Word for word, quote all of the material, omitting the pictures.
----- Data provided -----
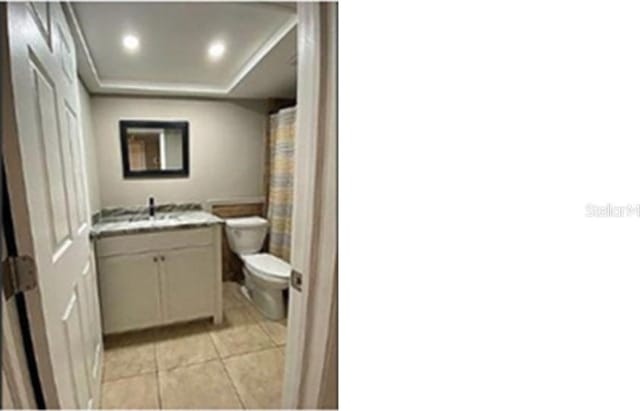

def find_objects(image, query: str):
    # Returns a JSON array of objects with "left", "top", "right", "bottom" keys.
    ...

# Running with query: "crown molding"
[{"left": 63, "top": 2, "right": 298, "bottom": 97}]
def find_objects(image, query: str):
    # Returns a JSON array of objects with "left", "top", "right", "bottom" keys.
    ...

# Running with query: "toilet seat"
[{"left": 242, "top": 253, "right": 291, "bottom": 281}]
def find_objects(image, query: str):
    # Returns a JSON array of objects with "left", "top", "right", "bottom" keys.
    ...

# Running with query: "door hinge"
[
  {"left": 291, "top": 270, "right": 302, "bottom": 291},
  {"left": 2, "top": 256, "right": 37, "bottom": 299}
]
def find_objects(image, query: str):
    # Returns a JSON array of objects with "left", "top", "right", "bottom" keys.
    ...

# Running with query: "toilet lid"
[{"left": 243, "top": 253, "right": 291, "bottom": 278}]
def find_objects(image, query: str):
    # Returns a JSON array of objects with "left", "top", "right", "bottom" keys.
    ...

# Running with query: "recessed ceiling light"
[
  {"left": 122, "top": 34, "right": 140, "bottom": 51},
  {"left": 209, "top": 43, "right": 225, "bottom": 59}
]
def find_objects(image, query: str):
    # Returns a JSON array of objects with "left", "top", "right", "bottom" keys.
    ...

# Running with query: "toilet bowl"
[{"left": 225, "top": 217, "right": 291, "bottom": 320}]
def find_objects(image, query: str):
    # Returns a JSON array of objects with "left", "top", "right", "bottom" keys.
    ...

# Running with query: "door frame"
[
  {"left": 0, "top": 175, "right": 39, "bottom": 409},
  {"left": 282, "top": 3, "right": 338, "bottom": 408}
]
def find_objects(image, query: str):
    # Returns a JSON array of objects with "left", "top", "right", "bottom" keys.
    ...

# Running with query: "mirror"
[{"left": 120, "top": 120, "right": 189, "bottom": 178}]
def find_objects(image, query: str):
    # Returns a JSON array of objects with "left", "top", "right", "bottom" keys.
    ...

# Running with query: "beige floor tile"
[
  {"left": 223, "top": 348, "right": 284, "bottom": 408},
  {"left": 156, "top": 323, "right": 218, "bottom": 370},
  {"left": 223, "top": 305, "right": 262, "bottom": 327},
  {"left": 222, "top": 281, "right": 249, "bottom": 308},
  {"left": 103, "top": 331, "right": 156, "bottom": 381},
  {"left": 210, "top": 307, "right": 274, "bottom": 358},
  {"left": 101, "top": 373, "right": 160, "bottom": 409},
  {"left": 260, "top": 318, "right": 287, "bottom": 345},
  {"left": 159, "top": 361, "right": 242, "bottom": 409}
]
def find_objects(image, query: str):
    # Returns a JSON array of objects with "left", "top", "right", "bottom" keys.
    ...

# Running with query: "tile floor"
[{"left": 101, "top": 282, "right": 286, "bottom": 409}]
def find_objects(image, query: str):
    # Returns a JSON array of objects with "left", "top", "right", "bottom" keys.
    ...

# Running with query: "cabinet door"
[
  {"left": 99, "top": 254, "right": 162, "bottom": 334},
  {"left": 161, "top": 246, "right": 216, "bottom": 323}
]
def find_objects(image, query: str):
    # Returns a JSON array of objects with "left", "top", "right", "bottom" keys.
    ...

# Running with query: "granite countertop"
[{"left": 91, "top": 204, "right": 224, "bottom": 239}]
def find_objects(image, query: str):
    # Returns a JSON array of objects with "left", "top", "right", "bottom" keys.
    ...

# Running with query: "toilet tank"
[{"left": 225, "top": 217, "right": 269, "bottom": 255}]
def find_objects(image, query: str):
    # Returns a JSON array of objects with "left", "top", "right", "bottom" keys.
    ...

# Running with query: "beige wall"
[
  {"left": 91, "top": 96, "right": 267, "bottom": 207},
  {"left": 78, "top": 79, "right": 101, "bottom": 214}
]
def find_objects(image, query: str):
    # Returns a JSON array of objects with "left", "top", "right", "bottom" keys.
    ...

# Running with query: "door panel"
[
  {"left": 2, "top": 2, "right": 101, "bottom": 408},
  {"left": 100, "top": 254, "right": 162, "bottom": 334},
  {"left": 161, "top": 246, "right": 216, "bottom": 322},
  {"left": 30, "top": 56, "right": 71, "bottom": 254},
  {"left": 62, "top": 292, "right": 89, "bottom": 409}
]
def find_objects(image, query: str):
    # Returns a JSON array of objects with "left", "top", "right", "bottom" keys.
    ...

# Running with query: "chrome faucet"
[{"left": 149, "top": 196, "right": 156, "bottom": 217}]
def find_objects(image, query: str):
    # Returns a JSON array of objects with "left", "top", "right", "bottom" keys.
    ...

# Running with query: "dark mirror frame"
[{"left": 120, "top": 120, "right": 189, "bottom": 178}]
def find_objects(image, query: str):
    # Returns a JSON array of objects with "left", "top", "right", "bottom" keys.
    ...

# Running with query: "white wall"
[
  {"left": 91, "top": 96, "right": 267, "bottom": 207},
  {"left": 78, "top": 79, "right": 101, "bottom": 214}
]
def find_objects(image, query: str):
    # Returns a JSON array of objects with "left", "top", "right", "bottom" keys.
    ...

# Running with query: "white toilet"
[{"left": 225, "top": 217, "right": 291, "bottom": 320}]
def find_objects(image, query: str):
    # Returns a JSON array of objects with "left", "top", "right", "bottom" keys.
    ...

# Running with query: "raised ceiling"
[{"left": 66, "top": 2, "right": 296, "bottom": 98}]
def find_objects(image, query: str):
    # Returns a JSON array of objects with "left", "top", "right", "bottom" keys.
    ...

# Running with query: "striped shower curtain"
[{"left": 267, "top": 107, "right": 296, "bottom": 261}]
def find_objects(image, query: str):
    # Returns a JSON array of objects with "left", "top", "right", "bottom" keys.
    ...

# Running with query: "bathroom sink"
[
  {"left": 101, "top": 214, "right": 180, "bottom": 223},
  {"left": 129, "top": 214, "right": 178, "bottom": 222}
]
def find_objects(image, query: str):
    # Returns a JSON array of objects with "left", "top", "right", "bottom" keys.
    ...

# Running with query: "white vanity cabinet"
-----
# Problem solution
def find_objects(image, query: str):
    # Returns a JSON array of objects with "left", "top", "right", "bottom" keys.
    ...

# Running with query: "crown molding"
[{"left": 63, "top": 2, "right": 298, "bottom": 97}]
def find_objects(image, query: str):
    # Returns a JSON array of objects with "left", "top", "right", "bottom" keys.
    ...

# Running with query: "toilet seat"
[{"left": 242, "top": 253, "right": 291, "bottom": 281}]
def find_objects(image, query: str):
    # Returns a JSON array of objects with "left", "top", "right", "bottom" keys.
    ...

# Running with query: "door hinge"
[
  {"left": 291, "top": 270, "right": 302, "bottom": 291},
  {"left": 2, "top": 256, "right": 37, "bottom": 299}
]
def find_objects(image, query: str):
    # Returns a JSON array of objects with "left", "top", "right", "bottom" keys.
    ...

# Running with query: "toilet lid"
[{"left": 243, "top": 253, "right": 291, "bottom": 278}]
def find_objects(image, query: str):
    # Returns a JSON array of objects with "left", "top", "right", "bottom" keys.
    ...

# Running with query: "recessed ceiling light"
[
  {"left": 122, "top": 34, "right": 140, "bottom": 51},
  {"left": 209, "top": 43, "right": 225, "bottom": 59}
]
def find_objects(image, query: str):
    # Returns a JSON array of objects with "left", "top", "right", "bottom" keys.
    ...

# Running with query: "toilet bowl"
[{"left": 225, "top": 217, "right": 291, "bottom": 320}]
def find_objects(image, query: str):
    # Returns a JSON array of objects with "left", "top", "right", "bottom" keys.
    ...

# Running with query: "door frame"
[
  {"left": 0, "top": 175, "right": 39, "bottom": 409},
  {"left": 282, "top": 3, "right": 338, "bottom": 408}
]
def find_objects(image, query: str):
    # Returns a JSON array of objects with "left", "top", "right", "bottom" keys.
    ...

# Running with query: "mirror"
[{"left": 120, "top": 120, "right": 189, "bottom": 178}]
def find_objects(image, query: str):
    # Returns a JSON array of objects with "left", "top", "right", "bottom" keys.
    ...

# Running with query: "beige floor tile"
[
  {"left": 223, "top": 348, "right": 284, "bottom": 408},
  {"left": 156, "top": 323, "right": 218, "bottom": 370},
  {"left": 223, "top": 305, "right": 262, "bottom": 327},
  {"left": 222, "top": 281, "right": 249, "bottom": 308},
  {"left": 103, "top": 331, "right": 156, "bottom": 381},
  {"left": 210, "top": 307, "right": 274, "bottom": 358},
  {"left": 101, "top": 373, "right": 160, "bottom": 409},
  {"left": 260, "top": 318, "right": 287, "bottom": 345},
  {"left": 159, "top": 361, "right": 242, "bottom": 409}
]
def find_objects(image, query: str):
    # Returns a JSON array of objects with "left", "top", "right", "bottom" keys.
    ...

# Running with query: "tile floor"
[{"left": 101, "top": 282, "right": 286, "bottom": 409}]
def find_objects(image, query: str):
    # Returns a JSON array of objects with "left", "top", "right", "bottom" keys.
    ...

# Running with query: "cabinet door"
[
  {"left": 99, "top": 254, "right": 162, "bottom": 334},
  {"left": 161, "top": 246, "right": 216, "bottom": 323}
]
def find_objects(image, query: str):
    # Returns a JSON array of objects with "left", "top", "right", "bottom" keys.
    ...

# Running with query: "granite countertop"
[{"left": 91, "top": 204, "right": 224, "bottom": 239}]
def find_objects(image, query: str):
    # Returns a JSON array of objects with "left", "top", "right", "bottom" keys.
    ...

# Running with query: "toilet tank"
[{"left": 225, "top": 217, "right": 269, "bottom": 255}]
def find_objects(image, query: str):
    # Returns a JSON array of objects with "left", "top", "right", "bottom" keys.
    ...

# Running with query: "beige wall"
[
  {"left": 91, "top": 96, "right": 267, "bottom": 207},
  {"left": 78, "top": 79, "right": 101, "bottom": 214}
]
def find_objects(image, query: str):
    # Returns a JSON array of objects with "left", "top", "right", "bottom" keys.
    ...

# Running with query: "door panel"
[
  {"left": 2, "top": 2, "right": 101, "bottom": 408},
  {"left": 100, "top": 254, "right": 162, "bottom": 334},
  {"left": 161, "top": 246, "right": 216, "bottom": 322},
  {"left": 30, "top": 56, "right": 71, "bottom": 254},
  {"left": 62, "top": 292, "right": 89, "bottom": 409}
]
def find_objects(image, query: str):
    # Returns a JSON array of objects with "left", "top", "right", "bottom" keys.
    ...

# Running with query: "chrome faucet"
[{"left": 149, "top": 196, "right": 156, "bottom": 217}]
def find_objects(image, query: str):
    # Returns a JSON array of objects with "left", "top", "right", "bottom" keys.
    ...

# Running with query: "dark mirror frame"
[{"left": 120, "top": 120, "right": 189, "bottom": 178}]
def find_objects(image, query: str):
    # Returns a JSON array of objects with "left", "top", "right", "bottom" keys.
    ...

# Running with query: "white wall"
[
  {"left": 91, "top": 96, "right": 267, "bottom": 207},
  {"left": 78, "top": 79, "right": 101, "bottom": 214}
]
def find_objects(image, query: str):
    # Returns a JSON array of objects with "left", "top", "right", "bottom" keys.
    ...

# Running with query: "white toilet"
[{"left": 225, "top": 217, "right": 291, "bottom": 320}]
def find_objects(image, query: str):
    # Returns a JSON array of objects with "left", "top", "right", "bottom" keys.
    ...

# Running with query: "raised ceiling"
[{"left": 66, "top": 2, "right": 296, "bottom": 98}]
def find_objects(image, query: str):
    # Returns a JSON array of objects with "left", "top", "right", "bottom" keys.
    ...

# Running with query: "striped shower curtain"
[{"left": 267, "top": 107, "right": 296, "bottom": 261}]
def find_objects(image, query: str):
    # Returns a JSON array of objects with "left", "top", "right", "bottom" keys.
    ...

# Running with query: "bathroom sink"
[
  {"left": 101, "top": 214, "right": 180, "bottom": 223},
  {"left": 129, "top": 214, "right": 178, "bottom": 222}
]
def find_objects(image, query: str):
    # Returns a JSON array of objects with "left", "top", "right", "bottom" keys.
    ...

# Running with query: "white vanity cabinet"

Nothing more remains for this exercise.